Page extract:
3.2.4.1.2. sklearn.linear_model.LarsCV

class sklearn.linear_model.LarsCV(fit_intercept=True, verbose=False, max_iter=500, normalize=True, precompute=’auto’, cv=’warn’, max_n_alphas=1000, n_jobs=None, eps=2.220446049250313e-16, copy_X=True, positive=False) [source]

Cross-validated Least Angle Regression model

Read more in the User Guide.

Parameters:

fit_intercept : boolean whether to calculate the intercept for this model. If set to false, no intercept will be used in calculations (e.g. data is expected to be already centered). verbose : boolean or integer, optional Sets the verbosity amount max_iter : integer, optional Maximum number of iterations to perform. normalize : boolean, optional, default True This parameter is ignored when fit_intercept is set to False. If True, the regressors X will be normalized before regression by subtracting the mean and dividing by the l2-norm. If you wish to standardize, please use sklearn.preprocessing.StandardScaler before calling fit on an estimator with normalize=False. precompute : True | False | ‘auto’ | array-like Whether to use a precomputed Gram matrix to speed up calculations. If set to 'auto' let us decide. The Gram matrix cannot be passed as argument since we will use only subsets of X. cv : int, cross-validation generator or an iterable, optional Determines the cross-validation splitting strategy. Possible inputs for cv are: None, to use the default 3-fold cross-validation, integer, to specify the number of folds. An object to be used as a cross-validation generator. An iterable yielding train/test splits. For integer/None inputs, KFold is used. Refer User Guide for the various cross-validation strategies that can be used here. Changed in version 0.20: cv default value if None will change from 3-fold to 5-fold in v0.22. max_n_alphas : integer, optional The maximum number of points on the path used to compute the residuals in the cross-validation n_jobs : int or None, optional (default=None) Number of CPUs to use during the cross validation. None means 1 unless in a joblib.parallel_backend context. -1 means using all processors. See Glossary for more details. eps : float, optional The machine-precision regularization in the computation of the Cholesky diagonal factors. Increase this for very ill-conditioned systems. copy_X : boolean, optional, default True If True, X will be copied; else, it may be overwritten. positive : boolean (default=False) Restrict coefficients to be >= 0. Be aware that you might want to remove fit_intercept which is set True by default. Deprecated since version 0.20: The option is broken and deprecated. It will be removed in v0.22.

[Dataset items on object locations]
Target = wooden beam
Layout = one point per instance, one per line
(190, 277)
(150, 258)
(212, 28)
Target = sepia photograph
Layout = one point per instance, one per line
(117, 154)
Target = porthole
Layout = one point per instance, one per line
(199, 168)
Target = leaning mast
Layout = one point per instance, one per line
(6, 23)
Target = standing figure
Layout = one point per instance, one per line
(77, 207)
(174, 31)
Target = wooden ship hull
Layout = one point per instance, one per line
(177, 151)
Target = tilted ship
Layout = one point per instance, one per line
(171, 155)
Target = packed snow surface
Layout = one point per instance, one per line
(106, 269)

==

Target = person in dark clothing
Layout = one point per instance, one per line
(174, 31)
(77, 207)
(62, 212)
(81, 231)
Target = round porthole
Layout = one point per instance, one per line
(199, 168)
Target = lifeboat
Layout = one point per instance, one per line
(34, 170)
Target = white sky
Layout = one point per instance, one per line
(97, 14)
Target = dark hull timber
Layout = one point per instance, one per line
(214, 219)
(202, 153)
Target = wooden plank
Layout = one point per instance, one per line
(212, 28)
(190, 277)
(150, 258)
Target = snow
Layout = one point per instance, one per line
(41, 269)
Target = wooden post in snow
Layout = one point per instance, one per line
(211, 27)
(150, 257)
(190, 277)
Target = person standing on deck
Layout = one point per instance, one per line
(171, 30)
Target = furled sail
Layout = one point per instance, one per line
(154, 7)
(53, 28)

Exercise set:
a) Print the part of the LarsCV documentation starting at "3.2.4.1.2. sklearn.linear_model.LarsCV" and ending at "the User Guide.".
b) Carry on the LarsCV documentation from the point where it stops.
The items are not needed for the work here.

Expected answers:
a)
3.2.4.1.2. sklearn.linear_model.LarsCV

class sklearn.linear_model.LarsCV(fit_intercept=True, verbose=False, max_iter=500, normalize=True, precompute=’auto’, cv=’warn’, max_n_alphas=1000, n_jobs=None, eps=2.220446049250313e-16, copy_X=True, positive=False) [source]

Cross-validated Least Angle Regression model

Read more in the User Guide.

b)
Attributes:

coef_ : array, shape (n_features,) parameter vector (w in the formulation formula) intercept_ : float independent term in decision function coef_path_ : array, shape (n_features, n_alphas) the varying values of the coefficients along the path alpha_ : float the estimated regularization parameter alpha alphas_ : array, shape (n_alphas,) the different values of alpha along the path cv_alphas_ : array, shape (n_cv_alphas,) all the values of alpha along the path for the different folds mse_path_ : array, shape (n_folds, n_cv_alphas) the mean square error on left-out for each fold along the path (alpha values given by cv_alphas) n_iter_ : array-like or int the number of iterations run by Lars with the optimal alpha.

See also

lars_path, LassoLars, LassoLarsCV

Examples

>>> from sklearn.linear_model import LarsCV
>>> from sklearn.datasets import make_regression
>>> X, y = make_regression(n_samples=200, noise=4.0, random_state=0)
>>> reg = LarsCV(cv=5).fit(X, y)
>>> reg.score(X, y) 
0.9996...
>>> reg.alpha_
0.0254...
>>> reg.predict(X[:1,])
array([154.0842...])

Methods

fit(X, y)	Fit the model using X, y as training data.
get_params([deep])	Get parameters for this estimator.
predict(X)	Predict using the linear model
score(X, y[, sample_weight])	Returns the coefficient of determination R^2 of the prediction.
set_params(**params)	Set the parameters of this estimator.

__init__(fit_intercept=True, verbose=False, max_iter=500, normalize=True, precompute=’auto’, cv=’warn’, max_n_alphas=1000, n_jobs=None, eps=2.220446049250313e-16, copy_X=True, positive=False) [source]

alpha

DEPRECATED: Attribute alpha is deprecated in 0.19 and will be removed in 0.21. See alpha_ instead

fit(X, y) [source]

Fit the model using X, y as training data.

Parameters:	X : array-like, shape (n_samples, n_features) Training data. y : array-like, shape (n_samples,) Target values.
Returns:	self : object returns an instance of self.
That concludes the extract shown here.